• _REQUIRED TASKS_:
[a] Answer these questions from the passage on spiritual death:
(i) What Bible reference is given for Paul's statement about the natural man?
(ii) How long after eating the forbidden fruit did Adam and Eve go without dying physically?
(iii) What does salvation require, according to the final paragraph?
[b] Reproduce word for word the part of the passage on spiritual death that begins at the words "Therefore, any sort" and ends after "has been dead.".

Until a person is born again, born from above, born of the Spirit, they have no connection to the dimension and the power of God. That’s why Paul said the natural man, not born of the Spirit, cannot understand or perceive the things of God, because they’re foolishness to him and he cannot know them (1 Cor. 2:14). When nerves are damaged, our flesh can become sort of deadened to sensations. When Novocain is injected into our gums, they become deadened and can’t feel the dentist’s drill. When we have not yet repented and yielded our lives to Christ, we’re dead like that, in trespasses and sins. Our spiritual nature is not in contact or vitally linked with the dimension of the Spirit. We don’t feel God’s presence. We don’t understand who He is. We don’t get anything out of reading His Word. We don’t see the value of being in a worship service. Why? Because we’re dead spiritually!

Remember that God told Adam and Eve that on the day they ate of the tree of the knowledge of good and evil, they were going to die. Well, they ate that forbidden fruit, but they didn’t die physically for literally hundreds of years. Was God then in error when He told them they’d die? No, He was talking about spiritual death, separation from His presence, His life, His power. We were meant to be vitally connected to God and have His very presence and life within us. But once sin came in, we were cut off from that life. Every person who’s been born since has been born dead, in a sense. That’s what Ro. 5 tells us, death came in through sin.

Now you could tell a dead person that he/she should get up and be active. You could order him/her to wash his/her face, tidy up their appearance, clean the house, or do some sort of work, but no matter what you say or how vehemently you insist upon it, the person will not respond. Why? Because they are not capable of responding – they’re dead! Any religious demands put upon people who haven’t been born again are about like telling a cadaver to clean house or go work out – useless and not doable!

Therefore, any sort of salvation for dead people would have to involve bringing them to life, would it not? So salvation has to be far more than forgiveness of sin, or getting our criminal record expunged. It has to be far more than a religion, a philosophy, or a book of rules for living. Salvation requires a new infusion of life, it is breathing life into something which has been dead.

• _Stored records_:
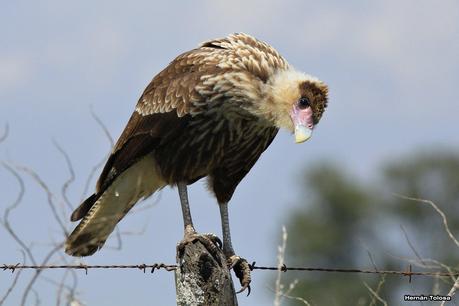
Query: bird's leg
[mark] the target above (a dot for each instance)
(240, 265)
(210, 241)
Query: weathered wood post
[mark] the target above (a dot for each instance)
(201, 279)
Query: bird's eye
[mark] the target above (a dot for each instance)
(303, 103)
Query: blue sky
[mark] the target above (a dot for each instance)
(392, 67)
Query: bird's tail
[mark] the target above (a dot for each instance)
(101, 212)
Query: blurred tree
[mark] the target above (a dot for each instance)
(344, 222)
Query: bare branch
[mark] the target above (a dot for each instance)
(32, 281)
(15, 280)
(49, 194)
(13, 206)
(411, 245)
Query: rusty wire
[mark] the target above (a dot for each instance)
(170, 267)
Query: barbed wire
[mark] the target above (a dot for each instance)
(171, 267)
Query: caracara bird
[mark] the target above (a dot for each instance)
(210, 113)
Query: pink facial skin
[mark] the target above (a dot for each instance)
(302, 117)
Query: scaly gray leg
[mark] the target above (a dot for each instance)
(210, 241)
(240, 265)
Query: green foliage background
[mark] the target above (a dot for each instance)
(343, 221)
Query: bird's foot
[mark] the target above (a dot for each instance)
(211, 242)
(242, 270)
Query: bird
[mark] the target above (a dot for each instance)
(210, 113)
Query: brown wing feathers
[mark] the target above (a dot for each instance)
(192, 84)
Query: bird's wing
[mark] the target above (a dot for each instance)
(170, 96)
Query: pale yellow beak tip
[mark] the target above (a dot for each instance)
(302, 134)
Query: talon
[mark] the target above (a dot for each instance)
(242, 270)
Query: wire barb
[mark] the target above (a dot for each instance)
(157, 266)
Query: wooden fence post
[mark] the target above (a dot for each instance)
(201, 279)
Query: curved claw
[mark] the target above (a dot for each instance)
(247, 286)
(242, 270)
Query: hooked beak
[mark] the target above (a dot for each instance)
(302, 133)
(303, 122)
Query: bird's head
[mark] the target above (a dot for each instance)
(294, 101)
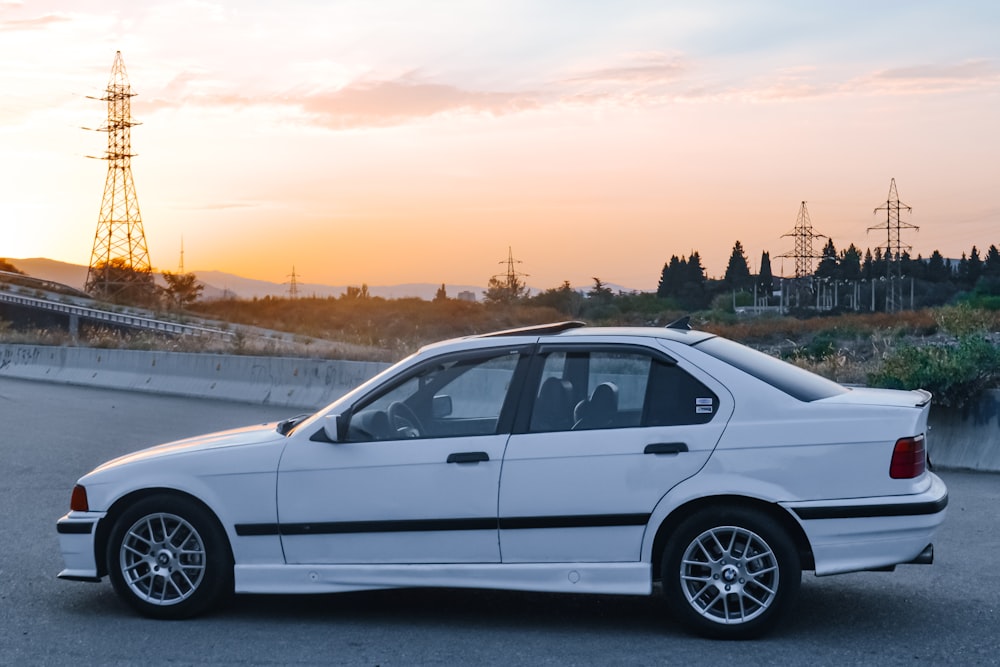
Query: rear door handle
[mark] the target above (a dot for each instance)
(665, 448)
(468, 457)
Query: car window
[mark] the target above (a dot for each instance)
(583, 390)
(676, 398)
(443, 398)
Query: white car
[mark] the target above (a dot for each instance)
(556, 458)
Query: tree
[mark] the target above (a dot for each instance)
(508, 290)
(828, 264)
(116, 281)
(991, 267)
(600, 292)
(564, 299)
(937, 271)
(183, 289)
(975, 266)
(868, 267)
(850, 263)
(737, 275)
(354, 293)
(765, 279)
(672, 277)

• _RESULTS BY TASK_:
[a]
(i) 1 Cor. 2:14
(ii) Literally hundreds of years
(iii) A new infusion of life

[b]
Therefore, any sort of salvation for dead people would have to involve bringing them to life, would it not? So salvation has to be far more than forgiveness of sin, or getting our criminal record expunged. It has to be far more than a religion, a philosophy, or a book of rules for living. Salvation requires a new infusion of life, it is breathing life into something which has been dead.